Rows from a dataset:
-.-.-

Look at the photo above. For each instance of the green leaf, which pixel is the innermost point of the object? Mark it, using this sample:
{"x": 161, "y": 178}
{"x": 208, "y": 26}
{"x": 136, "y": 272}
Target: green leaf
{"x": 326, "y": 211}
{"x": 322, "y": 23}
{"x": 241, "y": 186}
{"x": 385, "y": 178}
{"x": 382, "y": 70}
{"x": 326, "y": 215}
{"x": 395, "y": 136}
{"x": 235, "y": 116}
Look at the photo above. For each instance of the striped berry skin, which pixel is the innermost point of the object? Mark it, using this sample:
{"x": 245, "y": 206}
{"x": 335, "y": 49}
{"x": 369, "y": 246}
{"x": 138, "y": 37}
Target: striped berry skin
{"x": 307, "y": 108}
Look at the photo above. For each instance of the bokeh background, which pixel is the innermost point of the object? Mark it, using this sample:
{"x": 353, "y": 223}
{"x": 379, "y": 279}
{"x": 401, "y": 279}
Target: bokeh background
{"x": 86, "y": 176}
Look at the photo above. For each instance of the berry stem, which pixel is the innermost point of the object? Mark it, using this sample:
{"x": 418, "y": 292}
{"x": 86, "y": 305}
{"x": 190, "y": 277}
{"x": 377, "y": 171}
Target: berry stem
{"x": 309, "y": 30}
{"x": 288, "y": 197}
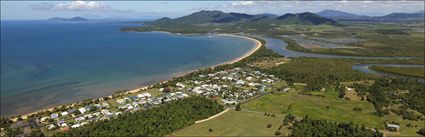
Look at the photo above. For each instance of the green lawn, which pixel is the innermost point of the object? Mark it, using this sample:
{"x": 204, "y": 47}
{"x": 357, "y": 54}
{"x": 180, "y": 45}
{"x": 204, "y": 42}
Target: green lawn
{"x": 234, "y": 123}
{"x": 328, "y": 107}
{"x": 404, "y": 130}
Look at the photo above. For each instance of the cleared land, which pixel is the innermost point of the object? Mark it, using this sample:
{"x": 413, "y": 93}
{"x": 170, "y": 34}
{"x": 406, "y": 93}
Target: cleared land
{"x": 414, "y": 72}
{"x": 328, "y": 107}
{"x": 234, "y": 123}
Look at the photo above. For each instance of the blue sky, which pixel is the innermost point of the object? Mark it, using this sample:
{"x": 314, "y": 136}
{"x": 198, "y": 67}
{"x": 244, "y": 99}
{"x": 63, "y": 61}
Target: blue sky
{"x": 31, "y": 10}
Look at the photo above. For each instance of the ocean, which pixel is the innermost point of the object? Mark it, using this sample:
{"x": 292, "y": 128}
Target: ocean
{"x": 44, "y": 64}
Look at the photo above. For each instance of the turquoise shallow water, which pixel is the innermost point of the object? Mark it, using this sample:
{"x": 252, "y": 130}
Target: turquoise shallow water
{"x": 44, "y": 64}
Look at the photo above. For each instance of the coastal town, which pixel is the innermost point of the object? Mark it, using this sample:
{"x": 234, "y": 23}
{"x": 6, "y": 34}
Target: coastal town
{"x": 229, "y": 87}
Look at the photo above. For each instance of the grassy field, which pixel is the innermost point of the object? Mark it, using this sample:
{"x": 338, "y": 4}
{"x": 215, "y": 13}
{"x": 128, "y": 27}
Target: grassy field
{"x": 328, "y": 107}
{"x": 404, "y": 130}
{"x": 234, "y": 123}
{"x": 415, "y": 72}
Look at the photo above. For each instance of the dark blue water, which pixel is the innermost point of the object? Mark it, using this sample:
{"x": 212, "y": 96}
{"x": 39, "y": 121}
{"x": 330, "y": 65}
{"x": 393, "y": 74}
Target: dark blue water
{"x": 45, "y": 64}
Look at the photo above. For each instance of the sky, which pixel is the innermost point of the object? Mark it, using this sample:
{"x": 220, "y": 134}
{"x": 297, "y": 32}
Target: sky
{"x": 36, "y": 10}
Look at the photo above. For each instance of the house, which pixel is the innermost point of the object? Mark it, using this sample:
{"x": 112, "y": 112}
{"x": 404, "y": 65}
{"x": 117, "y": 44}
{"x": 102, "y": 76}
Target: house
{"x": 19, "y": 124}
{"x": 78, "y": 119}
{"x": 70, "y": 111}
{"x": 65, "y": 113}
{"x": 393, "y": 127}
{"x": 82, "y": 110}
{"x": 51, "y": 126}
{"x": 87, "y": 107}
{"x": 240, "y": 82}
{"x": 43, "y": 119}
{"x": 144, "y": 95}
{"x": 64, "y": 125}
{"x": 249, "y": 78}
{"x": 75, "y": 126}
{"x": 105, "y": 105}
{"x": 180, "y": 85}
{"x": 120, "y": 101}
{"x": 54, "y": 116}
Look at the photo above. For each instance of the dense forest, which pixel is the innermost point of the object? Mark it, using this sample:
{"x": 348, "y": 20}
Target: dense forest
{"x": 158, "y": 121}
{"x": 321, "y": 128}
{"x": 387, "y": 91}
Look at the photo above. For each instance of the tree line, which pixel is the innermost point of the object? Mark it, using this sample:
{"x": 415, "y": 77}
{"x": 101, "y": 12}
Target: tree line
{"x": 158, "y": 121}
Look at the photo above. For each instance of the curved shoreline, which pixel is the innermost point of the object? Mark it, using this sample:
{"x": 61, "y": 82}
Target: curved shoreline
{"x": 256, "y": 46}
{"x": 367, "y": 68}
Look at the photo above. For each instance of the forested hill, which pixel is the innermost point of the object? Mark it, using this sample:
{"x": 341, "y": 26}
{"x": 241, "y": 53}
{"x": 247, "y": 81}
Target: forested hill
{"x": 205, "y": 17}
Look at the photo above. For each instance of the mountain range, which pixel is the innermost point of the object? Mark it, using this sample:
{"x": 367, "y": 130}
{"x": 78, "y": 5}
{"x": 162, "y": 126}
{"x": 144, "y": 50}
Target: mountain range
{"x": 67, "y": 19}
{"x": 340, "y": 15}
{"x": 219, "y": 17}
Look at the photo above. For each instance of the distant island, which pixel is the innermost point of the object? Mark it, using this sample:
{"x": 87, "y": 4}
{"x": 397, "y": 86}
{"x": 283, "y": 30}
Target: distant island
{"x": 67, "y": 19}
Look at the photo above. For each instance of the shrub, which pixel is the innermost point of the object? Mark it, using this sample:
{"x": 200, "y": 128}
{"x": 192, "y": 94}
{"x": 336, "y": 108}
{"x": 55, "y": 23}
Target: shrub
{"x": 277, "y": 133}
{"x": 269, "y": 125}
{"x": 357, "y": 109}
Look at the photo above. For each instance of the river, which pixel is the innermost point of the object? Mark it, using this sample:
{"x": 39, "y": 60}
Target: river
{"x": 279, "y": 46}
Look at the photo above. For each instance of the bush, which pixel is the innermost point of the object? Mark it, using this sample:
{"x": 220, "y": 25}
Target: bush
{"x": 277, "y": 133}
{"x": 280, "y": 127}
{"x": 421, "y": 131}
{"x": 357, "y": 109}
{"x": 269, "y": 125}
{"x": 238, "y": 107}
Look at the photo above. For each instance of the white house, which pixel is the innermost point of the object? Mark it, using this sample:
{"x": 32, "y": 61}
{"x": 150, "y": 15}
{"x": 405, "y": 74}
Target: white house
{"x": 249, "y": 78}
{"x": 121, "y": 101}
{"x": 54, "y": 116}
{"x": 82, "y": 110}
{"x": 75, "y": 126}
{"x": 64, "y": 113}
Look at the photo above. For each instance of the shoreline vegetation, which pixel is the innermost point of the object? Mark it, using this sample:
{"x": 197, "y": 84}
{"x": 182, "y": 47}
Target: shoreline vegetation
{"x": 403, "y": 71}
{"x": 258, "y": 44}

-.-.-

-- GIVEN INSTRUCTION --
Restate the full listing verbatim and drop every picture.

-- ANSWER TO THIS TASK --
Look at the photo above. For each instance of the green leaf, which pixel is the innermost point of the object? Mark it, using this sample:
{"x": 161, "y": 178}
{"x": 208, "y": 26}
{"x": 136, "y": 272}
Target: green leaf
{"x": 326, "y": 211}
{"x": 322, "y": 23}
{"x": 241, "y": 186}
{"x": 385, "y": 178}
{"x": 382, "y": 70}
{"x": 326, "y": 215}
{"x": 395, "y": 136}
{"x": 235, "y": 116}
Look at the photo above. For each instance of the striped berry skin, which pixel is the innermost point of the object? Mark it, using this sample:
{"x": 245, "y": 206}
{"x": 335, "y": 49}
{"x": 369, "y": 246}
{"x": 138, "y": 37}
Target: striped berry skin
{"x": 307, "y": 108}
Look at the photo above. For each instance of the bokeh background, which pixel is the innermost point of the object? Mark it, using this sample:
{"x": 353, "y": 223}
{"x": 379, "y": 279}
{"x": 401, "y": 279}
Target: bokeh background
{"x": 86, "y": 176}
Look at the photo above. For each instance of the berry stem, which pixel is the innermost point of the object? Mark it, using this sample:
{"x": 418, "y": 292}
{"x": 86, "y": 305}
{"x": 190, "y": 277}
{"x": 377, "y": 171}
Target: berry stem
{"x": 309, "y": 30}
{"x": 288, "y": 197}
Look at the photo above. For each instance of the green lawn, which pixel is the innermost point of the object? Mark it, using this sample:
{"x": 204, "y": 47}
{"x": 357, "y": 54}
{"x": 180, "y": 45}
{"x": 204, "y": 42}
Target: green lawn
{"x": 234, "y": 123}
{"x": 328, "y": 107}
{"x": 404, "y": 130}
Look at the photo above. For each instance of the cleared land, which pixel is the innermost point of the object? Mark it, using this sample:
{"x": 413, "y": 93}
{"x": 170, "y": 34}
{"x": 406, "y": 93}
Target: cleared land
{"x": 414, "y": 72}
{"x": 328, "y": 107}
{"x": 234, "y": 123}
Look at the photo above. For each instance of the blue sky, which pixel is the innermost point of the object? Mark it, using this sample:
{"x": 314, "y": 136}
{"x": 198, "y": 67}
{"x": 244, "y": 99}
{"x": 63, "y": 61}
Target: blue sky
{"x": 31, "y": 10}
Look at the photo above. For each instance of the ocean, which pixel is the innermost point of the object? Mark it, using this sample:
{"x": 292, "y": 128}
Target: ocean
{"x": 44, "y": 64}
Look at the photo above. For each instance of the turquoise shallow water, which pixel is the innermost point of the object? Mark it, using this sample:
{"x": 252, "y": 130}
Target: turquoise shallow water
{"x": 44, "y": 64}
Look at the photo above. For each instance of the coastal town, which pixel is the innermost point of the object? Mark it, using this sample:
{"x": 234, "y": 23}
{"x": 6, "y": 34}
Target: coastal town
{"x": 229, "y": 87}
Look at the photo above. For each instance of the grassy field, which pixel is the innermost point of the object? Mark it, using this sample:
{"x": 338, "y": 4}
{"x": 215, "y": 13}
{"x": 128, "y": 27}
Target: grassy field
{"x": 328, "y": 107}
{"x": 404, "y": 130}
{"x": 234, "y": 123}
{"x": 415, "y": 72}
Look at the photo above. For each instance of the dark blue water, which pixel is the innermost point of the object? Mark it, using this sample:
{"x": 212, "y": 96}
{"x": 39, "y": 121}
{"x": 330, "y": 65}
{"x": 393, "y": 74}
Target: dark blue water
{"x": 45, "y": 64}
Look at the photo above. For each instance of the sky, which pixel is the innermost point of the object? Mark it, using this sample:
{"x": 220, "y": 134}
{"x": 297, "y": 32}
Target: sky
{"x": 36, "y": 10}
Look at the photo above. For each instance of the house, which pixel is the innermost point of the object? Mark it, using this sample:
{"x": 112, "y": 112}
{"x": 404, "y": 65}
{"x": 117, "y": 44}
{"x": 102, "y": 76}
Target: house
{"x": 19, "y": 124}
{"x": 78, "y": 119}
{"x": 70, "y": 111}
{"x": 65, "y": 113}
{"x": 393, "y": 127}
{"x": 82, "y": 110}
{"x": 51, "y": 126}
{"x": 87, "y": 107}
{"x": 240, "y": 82}
{"x": 43, "y": 119}
{"x": 144, "y": 95}
{"x": 64, "y": 125}
{"x": 249, "y": 78}
{"x": 75, "y": 126}
{"x": 105, "y": 105}
{"x": 180, "y": 85}
{"x": 120, "y": 101}
{"x": 54, "y": 116}
Look at the photo above. For each instance of the dense forest, which pixel is the innermost point of the object? Mark it, using this sample:
{"x": 348, "y": 20}
Target: dense forest
{"x": 158, "y": 121}
{"x": 321, "y": 128}
{"x": 387, "y": 91}
Look at the photo above. For each instance of the tree line, which pixel is the innermost point of the object? Mark it, using this sample:
{"x": 415, "y": 77}
{"x": 101, "y": 12}
Target: tree line
{"x": 158, "y": 121}
Look at the photo above. For each instance of the curved shoreline, which pixel is the innermost point of the object? Mark it, using this sample:
{"x": 61, "y": 82}
Target: curved shoreline
{"x": 256, "y": 46}
{"x": 367, "y": 68}
Look at the photo above. For each instance of the forested hill, which pixel is the innermost point of the object? Mark it, using this sample:
{"x": 341, "y": 26}
{"x": 241, "y": 53}
{"x": 247, "y": 81}
Target: forested hill
{"x": 205, "y": 17}
Look at the photo above. For each instance of the mountain range, which pixel is the innermost point of the object? Mark it, using this sample:
{"x": 367, "y": 130}
{"x": 78, "y": 5}
{"x": 162, "y": 126}
{"x": 144, "y": 50}
Target: mountain range
{"x": 67, "y": 19}
{"x": 340, "y": 15}
{"x": 219, "y": 17}
Look at the photo above. For each instance of the distant island, which pixel is the innermost point of the object? Mark it, using this sample:
{"x": 87, "y": 4}
{"x": 397, "y": 86}
{"x": 283, "y": 30}
Target: distant island
{"x": 67, "y": 19}
Look at the photo above. For each instance of the shrub, which pixel is the innermost point of the object? Mark it, using this sample:
{"x": 200, "y": 128}
{"x": 192, "y": 94}
{"x": 336, "y": 108}
{"x": 55, "y": 23}
Target: shrub
{"x": 277, "y": 133}
{"x": 269, "y": 125}
{"x": 357, "y": 109}
Look at the photo above. For each instance of the river, which pixel is the innermost point of the object? Mark it, using this sample:
{"x": 39, "y": 60}
Target: river
{"x": 279, "y": 46}
Look at the photo above. For each instance of the bush, which pixel is the innermost point of the object? Mark it, using this sample:
{"x": 220, "y": 25}
Target: bush
{"x": 277, "y": 133}
{"x": 280, "y": 127}
{"x": 421, "y": 131}
{"x": 357, "y": 109}
{"x": 269, "y": 125}
{"x": 238, "y": 107}
Look at the photo above. For each instance of the white house, which pixel is the innermost point of the object? Mark it, using this sample:
{"x": 32, "y": 61}
{"x": 150, "y": 15}
{"x": 405, "y": 74}
Target: white house
{"x": 249, "y": 78}
{"x": 121, "y": 101}
{"x": 54, "y": 116}
{"x": 82, "y": 110}
{"x": 75, "y": 126}
{"x": 64, "y": 113}
Look at the photo above. For each instance of the shoreline vegetation, which pixel is the innermost point of the object? Mark it, using this sample:
{"x": 197, "y": 84}
{"x": 182, "y": 47}
Target: shoreline vegetation
{"x": 403, "y": 71}
{"x": 258, "y": 44}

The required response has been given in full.